MultiOmics#

class openomics.MultiOmics(cohort_name, omics_data=None)[source][source]#

Bases: object

A data object which holds multiple -omics data for a single clinical cohort.

Methods Summary

`add_clinical_data`(clinical, **kwargs)	Add a ClinicalData instance to the MultiOmics instance.
`add_omic`(omic_data[, init_annotations])	Adds an omic object to the Multiomics such that the samples in omic matches the samples existing in the other omics.
`build_samples`([agg_by])	Running this function will build a dataframe for all samples across the different omics (either by a union or intersection).
`get_omics_list`()
`load_data`(omics[, target, ...])	Prepare the multiomics data in format
`match_samples`(omics)	Return the index of sample IDs of the intersection of samples from all modalities
`print_sample_sizes`()
`remove_duplicate_genes`()	Removes duplicate genes between any omics such that the gene index across all omics has no duplicates.

Methods Documentation

add_clinical_data(clinical, **kwargs)[source][source]#

Add a ClinicalData instance to the MultiOmics instance.

Parameters

clinical (openomics.clinical.ClinicalData) –
**kwargs –

add_omic(omic_data, init_annotations=True)[source][source]#

Adds an omic object to the Multiomics such that the samples in omic matches the samples existing in the other omics.
◇ ◇ ◇ ◇ ◇
> [PROBLEM DESCRIPTION]:
From the Methods Summary in the MultiOmics documentation above, list the name of every method shown.

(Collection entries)
◇ ◇ ◇ ◇ ◇
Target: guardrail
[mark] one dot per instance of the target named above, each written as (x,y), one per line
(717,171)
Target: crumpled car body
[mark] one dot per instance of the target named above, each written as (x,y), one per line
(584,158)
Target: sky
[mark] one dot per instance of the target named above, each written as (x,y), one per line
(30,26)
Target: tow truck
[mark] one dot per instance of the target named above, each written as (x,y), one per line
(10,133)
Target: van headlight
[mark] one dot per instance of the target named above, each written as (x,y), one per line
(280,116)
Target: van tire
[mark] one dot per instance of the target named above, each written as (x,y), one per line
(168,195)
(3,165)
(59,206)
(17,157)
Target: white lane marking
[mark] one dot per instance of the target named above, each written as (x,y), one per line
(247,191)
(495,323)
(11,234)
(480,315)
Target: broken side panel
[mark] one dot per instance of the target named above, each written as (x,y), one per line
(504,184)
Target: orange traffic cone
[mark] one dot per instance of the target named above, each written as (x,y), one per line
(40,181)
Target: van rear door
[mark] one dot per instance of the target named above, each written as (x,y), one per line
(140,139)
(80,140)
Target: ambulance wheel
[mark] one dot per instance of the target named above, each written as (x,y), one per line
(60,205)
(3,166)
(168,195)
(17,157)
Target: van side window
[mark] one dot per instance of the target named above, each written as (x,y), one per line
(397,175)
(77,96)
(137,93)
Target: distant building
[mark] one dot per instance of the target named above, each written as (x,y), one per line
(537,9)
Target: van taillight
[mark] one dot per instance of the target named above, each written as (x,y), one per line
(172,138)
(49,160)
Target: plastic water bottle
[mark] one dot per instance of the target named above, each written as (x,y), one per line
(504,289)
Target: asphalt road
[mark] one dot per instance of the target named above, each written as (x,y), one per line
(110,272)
◇ ◇ ◇ ◇ ◇
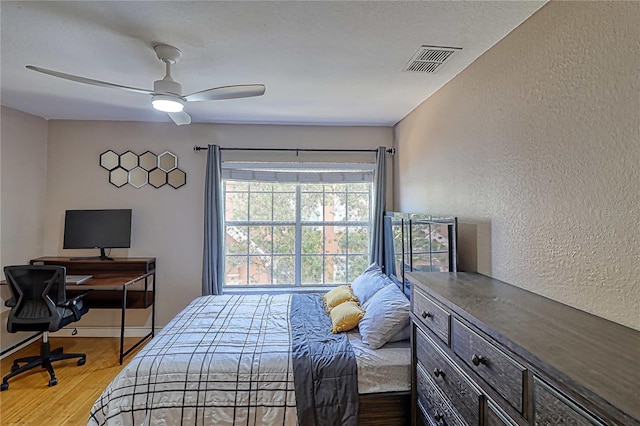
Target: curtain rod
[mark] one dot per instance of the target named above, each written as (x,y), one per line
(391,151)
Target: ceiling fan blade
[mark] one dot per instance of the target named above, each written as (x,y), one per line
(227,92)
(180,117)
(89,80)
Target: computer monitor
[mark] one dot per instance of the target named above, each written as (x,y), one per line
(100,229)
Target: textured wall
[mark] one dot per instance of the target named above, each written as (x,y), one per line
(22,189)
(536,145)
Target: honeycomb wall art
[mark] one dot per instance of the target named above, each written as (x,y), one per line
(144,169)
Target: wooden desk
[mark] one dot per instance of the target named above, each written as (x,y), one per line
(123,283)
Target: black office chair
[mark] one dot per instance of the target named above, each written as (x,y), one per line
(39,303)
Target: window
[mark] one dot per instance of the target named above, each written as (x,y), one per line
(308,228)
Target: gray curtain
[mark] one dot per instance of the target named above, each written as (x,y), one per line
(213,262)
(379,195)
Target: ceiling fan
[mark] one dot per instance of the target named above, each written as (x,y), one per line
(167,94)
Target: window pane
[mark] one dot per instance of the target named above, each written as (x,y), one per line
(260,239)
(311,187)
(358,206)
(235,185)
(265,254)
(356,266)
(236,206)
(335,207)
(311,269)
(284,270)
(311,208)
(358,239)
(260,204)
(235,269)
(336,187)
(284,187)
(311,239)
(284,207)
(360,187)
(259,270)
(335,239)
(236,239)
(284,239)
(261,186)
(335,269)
◇ ◇ ◇ ◇ ◇
> [RESPONSE TO THIS TASK]:
add_clinical_data
add_omic
build_samples
get_omics_list
load_data
match_samples
print_sample_sizes
remove_duplicate_genes